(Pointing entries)
──────────

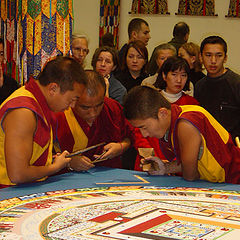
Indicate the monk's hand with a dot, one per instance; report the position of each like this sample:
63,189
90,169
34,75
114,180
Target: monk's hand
60,160
80,163
153,165
111,150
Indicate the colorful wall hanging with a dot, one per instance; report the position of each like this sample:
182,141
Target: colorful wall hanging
196,7
8,31
44,31
109,19
233,10
149,7
34,31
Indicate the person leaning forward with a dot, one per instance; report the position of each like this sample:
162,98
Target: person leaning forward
26,135
94,119
203,149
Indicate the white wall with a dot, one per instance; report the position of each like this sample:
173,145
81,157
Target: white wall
86,15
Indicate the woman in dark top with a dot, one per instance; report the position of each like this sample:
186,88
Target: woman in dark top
135,60
105,61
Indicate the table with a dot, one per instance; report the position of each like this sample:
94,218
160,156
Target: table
121,204
102,176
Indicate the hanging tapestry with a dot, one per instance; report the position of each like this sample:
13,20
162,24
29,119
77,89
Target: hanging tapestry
8,31
234,7
44,31
196,7
149,7
109,19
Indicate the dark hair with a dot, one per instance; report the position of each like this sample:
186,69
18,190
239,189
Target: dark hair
108,40
193,49
152,66
214,40
180,30
140,48
94,81
111,50
135,25
170,65
64,71
143,102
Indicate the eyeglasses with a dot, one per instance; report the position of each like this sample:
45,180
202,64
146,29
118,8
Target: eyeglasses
84,50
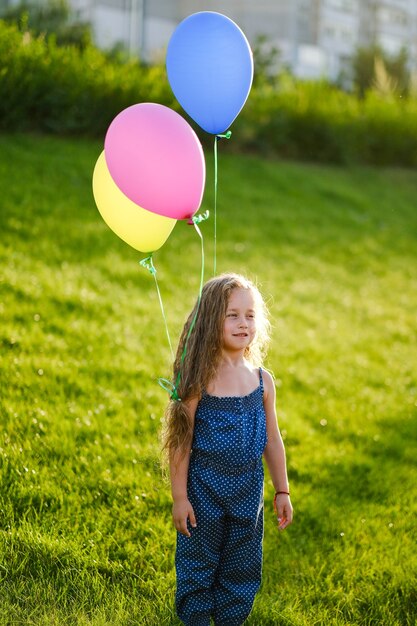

──────────

▶ **WHAT THE TASK REQUIRES**: Rewrite all of the entries above, swapping "one per instance" for "one for each instance" wherever it occurs and leaving everything else untouched. Omit the pictures from your output.

▶ **FULL ANSWER**:
Indicate the monk's hand with a dot, one for each instance; report the position of each like this sample:
63,189
90,169
34,75
114,180
Target: monk's hand
60,160
80,163
153,165
111,150
Indicate the colorful wall hanging with a dot, one for each instance; report the position of each like this sample:
182,141
Target: colorful wall hanging
196,7
8,31
44,31
109,19
233,10
149,7
34,31
Indicate the person leaning forward with a dot, one for each instance; report the position of each like this sample:
162,98
Target: person leaning forward
26,135
94,119
203,149
Indicate the white wall with a dot, one for each instance; report the position of each like this sample:
173,145
81,157
Target: white wall
86,15
Indicate the woman in dark top with a dot, one for each instance; report the position of each like this sample:
186,88
Target: woman in dark top
135,60
105,61
Indicate the table with a dot, one for each instance; report the position of each like this sample:
94,218
160,156
Target: table
121,204
102,176
Indicate the hanging tapestry with a dot, one for each instance; report the position of each like this sample:
13,20
162,24
29,119
77,89
Target: hanging tapestry
8,31
234,7
44,31
196,7
149,7
109,19
Indicate the dark hair with a dot, one for each instance; report the position of each like this sample:
186,69
18,190
239,189
Target: dark hair
108,40
193,49
152,66
214,40
180,30
140,48
94,81
111,50
135,25
170,65
64,71
143,102
Indicate the eyeglasses with a dot, one for each instance; report the position of each like this sample:
45,180
202,64
146,29
118,8
Target: eyeglasses
84,50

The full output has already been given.